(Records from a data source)

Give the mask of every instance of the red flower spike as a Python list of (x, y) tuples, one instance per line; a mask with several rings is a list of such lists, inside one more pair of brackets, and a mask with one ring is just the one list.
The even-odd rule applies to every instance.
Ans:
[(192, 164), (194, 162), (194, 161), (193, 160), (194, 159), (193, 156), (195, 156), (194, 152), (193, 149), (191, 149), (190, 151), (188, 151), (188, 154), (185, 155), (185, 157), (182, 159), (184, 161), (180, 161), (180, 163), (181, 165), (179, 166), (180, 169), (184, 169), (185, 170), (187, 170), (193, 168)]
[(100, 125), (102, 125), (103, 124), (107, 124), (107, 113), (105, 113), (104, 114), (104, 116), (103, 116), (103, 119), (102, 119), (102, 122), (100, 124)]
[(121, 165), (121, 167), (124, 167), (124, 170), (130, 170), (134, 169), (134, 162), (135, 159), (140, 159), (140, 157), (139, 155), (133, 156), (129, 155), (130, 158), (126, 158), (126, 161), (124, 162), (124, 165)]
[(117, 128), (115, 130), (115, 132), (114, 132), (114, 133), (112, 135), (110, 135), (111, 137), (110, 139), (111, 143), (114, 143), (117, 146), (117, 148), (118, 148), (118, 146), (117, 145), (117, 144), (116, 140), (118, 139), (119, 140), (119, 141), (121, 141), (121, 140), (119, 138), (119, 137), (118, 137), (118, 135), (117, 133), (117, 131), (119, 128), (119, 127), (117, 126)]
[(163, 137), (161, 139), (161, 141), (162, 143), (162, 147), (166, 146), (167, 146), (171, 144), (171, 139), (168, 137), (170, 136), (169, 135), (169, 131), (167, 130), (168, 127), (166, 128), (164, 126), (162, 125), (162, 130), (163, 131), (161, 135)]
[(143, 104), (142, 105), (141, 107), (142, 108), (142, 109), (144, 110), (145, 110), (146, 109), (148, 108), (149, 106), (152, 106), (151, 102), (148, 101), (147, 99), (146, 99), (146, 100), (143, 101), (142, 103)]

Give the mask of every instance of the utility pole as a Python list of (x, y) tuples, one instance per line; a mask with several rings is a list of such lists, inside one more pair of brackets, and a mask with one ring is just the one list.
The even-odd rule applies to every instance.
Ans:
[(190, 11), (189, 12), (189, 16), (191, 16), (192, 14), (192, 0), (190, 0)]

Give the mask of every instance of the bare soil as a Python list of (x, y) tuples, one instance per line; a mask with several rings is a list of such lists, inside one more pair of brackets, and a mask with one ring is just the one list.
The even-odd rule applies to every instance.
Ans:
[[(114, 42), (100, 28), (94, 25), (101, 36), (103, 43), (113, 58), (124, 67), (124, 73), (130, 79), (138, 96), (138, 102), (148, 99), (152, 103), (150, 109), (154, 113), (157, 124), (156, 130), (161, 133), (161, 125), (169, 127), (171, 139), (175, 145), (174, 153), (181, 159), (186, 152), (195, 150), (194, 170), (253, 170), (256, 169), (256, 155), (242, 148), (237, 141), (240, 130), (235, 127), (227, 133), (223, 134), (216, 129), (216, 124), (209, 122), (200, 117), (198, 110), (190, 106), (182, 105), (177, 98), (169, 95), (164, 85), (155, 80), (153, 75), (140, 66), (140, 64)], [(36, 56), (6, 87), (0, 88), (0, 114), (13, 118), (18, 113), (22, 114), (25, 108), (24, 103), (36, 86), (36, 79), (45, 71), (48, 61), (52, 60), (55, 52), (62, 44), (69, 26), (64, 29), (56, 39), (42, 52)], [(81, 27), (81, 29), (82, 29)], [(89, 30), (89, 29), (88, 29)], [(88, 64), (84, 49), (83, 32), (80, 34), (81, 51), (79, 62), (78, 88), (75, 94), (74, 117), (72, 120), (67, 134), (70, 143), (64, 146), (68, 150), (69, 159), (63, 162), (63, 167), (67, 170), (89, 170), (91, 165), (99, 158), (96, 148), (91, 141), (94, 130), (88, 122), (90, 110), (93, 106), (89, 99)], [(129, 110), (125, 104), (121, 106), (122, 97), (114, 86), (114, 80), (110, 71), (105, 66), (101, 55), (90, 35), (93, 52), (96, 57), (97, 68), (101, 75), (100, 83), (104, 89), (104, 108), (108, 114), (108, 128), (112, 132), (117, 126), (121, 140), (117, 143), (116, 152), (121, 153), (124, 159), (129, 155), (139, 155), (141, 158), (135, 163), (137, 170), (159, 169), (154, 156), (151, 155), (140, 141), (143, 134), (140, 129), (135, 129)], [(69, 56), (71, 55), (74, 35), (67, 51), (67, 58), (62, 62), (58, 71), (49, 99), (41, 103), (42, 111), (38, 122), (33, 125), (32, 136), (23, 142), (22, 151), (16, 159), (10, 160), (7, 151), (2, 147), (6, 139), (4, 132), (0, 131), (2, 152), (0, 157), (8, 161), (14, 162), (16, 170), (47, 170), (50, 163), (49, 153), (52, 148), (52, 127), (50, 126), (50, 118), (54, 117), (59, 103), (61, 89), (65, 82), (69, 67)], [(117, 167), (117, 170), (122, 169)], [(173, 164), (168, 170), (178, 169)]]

● **What you should do**
Convert the items above into a two-column CSV with the header columns "instruction" and "answer", writing one row per item. Put each item's text and its answer in its own quoted field, with line breaks replaced by spaces.

● **Exercise output**
instruction,answer
"Give the mask of every instance of the red flower spike as a Python list of (x, y) tuples, one instance per line; a mask with several rings is a list of such lists, inside one more pair of brackets, and a mask with one ring is just the one list. The even-odd rule applies to every instance. Ans:","[(192, 164), (194, 162), (194, 161), (193, 160), (194, 159), (193, 156), (195, 156), (194, 152), (193, 149), (191, 149), (190, 151), (188, 151), (188, 154), (185, 155), (185, 157), (182, 159), (184, 161), (180, 161), (180, 163), (181, 165), (179, 166), (180, 169), (184, 169), (185, 170), (187, 170), (193, 168)] [(100, 125), (102, 125), (103, 124), (107, 124), (107, 113), (105, 113), (104, 114), (104, 116), (103, 116), (103, 119), (102, 119), (102, 122), (100, 124)] [(121, 165), (121, 167), (124, 167), (124, 170), (130, 170), (134, 169), (134, 162), (135, 159), (140, 159), (140, 157), (139, 155), (133, 156), (129, 155), (130, 158), (126, 158), (126, 161), (124, 162), (124, 165)] [(117, 128), (115, 130), (115, 132), (114, 132), (114, 133), (112, 135), (110, 135), (111, 137), (110, 139), (111, 143), (114, 143), (117, 146), (117, 148), (118, 148), (118, 146), (117, 145), (117, 144), (116, 140), (118, 139), (119, 140), (119, 141), (121, 141), (121, 140), (119, 138), (119, 137), (118, 137), (118, 135), (117, 133), (117, 131), (119, 128), (119, 127), (117, 126)] [(163, 137), (161, 139), (161, 141), (162, 143), (162, 147), (166, 146), (167, 146), (171, 144), (171, 139), (168, 137), (170, 136), (169, 135), (169, 131), (167, 130), (168, 127), (166, 128), (164, 126), (162, 125), (162, 130), (163, 131), (161, 135)] [(143, 104), (142, 105), (141, 107), (142, 108), (142, 109), (144, 110), (145, 110), (146, 109), (148, 108), (149, 106), (152, 106), (151, 102), (148, 101), (147, 99), (146, 99), (146, 100), (143, 101), (142, 103)]"
"Give the mask of every instance of the utility pole as a Python list of (x, y) tuples, one instance per line; a mask with several rings is a list of such lists, inside one more pair of brackets, and a mask with one ring is just the one list. The even-odd rule applies to every instance. Ans:","[(190, 11), (189, 12), (189, 16), (191, 16), (192, 14), (192, 0), (190, 0)]"
"Give the mask of every instance of the bare soil as a Python list of (x, y) tuples, one instance per line; a mask with several rings is a list of such lists, inside one more pair of brackets, and a mask with one ring is just the one list. The even-odd rule applies to every instance. Ans:","[[(114, 42), (100, 28), (94, 25), (101, 36), (103, 43), (113, 58), (124, 67), (124, 73), (130, 79), (138, 96), (138, 102), (148, 99), (152, 103), (150, 109), (154, 113), (157, 124), (156, 130), (161, 133), (161, 125), (169, 127), (171, 139), (175, 145), (174, 153), (181, 159), (186, 152), (195, 150), (194, 170), (253, 170), (256, 169), (256, 155), (242, 148), (237, 141), (240, 130), (235, 127), (227, 133), (223, 134), (216, 129), (216, 124), (209, 122), (200, 117), (198, 110), (190, 106), (182, 105), (177, 98), (169, 95), (164, 85), (155, 80), (153, 75), (140, 66), (140, 64)], [(36, 56), (6, 87), (0, 88), (0, 114), (13, 118), (18, 113), (22, 114), (25, 108), (24, 103), (36, 86), (36, 79), (45, 71), (48, 61), (52, 60), (55, 52), (62, 44), (69, 26), (64, 29), (56, 39), (42, 52)], [(81, 27), (81, 29), (82, 29)], [(89, 30), (89, 29), (88, 29)], [(88, 64), (84, 49), (83, 32), (80, 34), (81, 51), (79, 62), (78, 88), (75, 94), (74, 117), (72, 120), (67, 134), (70, 143), (64, 146), (68, 150), (69, 159), (63, 162), (63, 167), (67, 170), (89, 170), (91, 165), (99, 158), (96, 148), (91, 141), (94, 130), (88, 122), (90, 110), (93, 106), (89, 99)], [(129, 110), (125, 104), (121, 106), (122, 97), (114, 86), (114, 80), (110, 71), (105, 66), (101, 55), (90, 35), (93, 52), (96, 57), (97, 68), (101, 75), (100, 83), (104, 89), (104, 108), (108, 114), (108, 128), (112, 132), (117, 126), (121, 140), (117, 143), (116, 152), (121, 153), (124, 159), (129, 155), (139, 155), (141, 158), (135, 163), (137, 170), (159, 169), (154, 156), (151, 155), (140, 141), (143, 134), (140, 129), (135, 129)], [(69, 56), (71, 55), (74, 35), (67, 51), (67, 58), (62, 62), (58, 71), (49, 99), (41, 103), (42, 111), (38, 122), (33, 125), (32, 136), (23, 142), (22, 151), (16, 159), (10, 160), (7, 151), (2, 147), (6, 139), (4, 132), (0, 131), (2, 152), (0, 157), (8, 161), (14, 162), (16, 170), (47, 170), (50, 163), (49, 153), (52, 148), (52, 127), (50, 126), (50, 118), (54, 117), (59, 103), (61, 89), (65, 82), (69, 67)], [(117, 167), (117, 170), (122, 169)], [(173, 164), (168, 170), (178, 169)]]"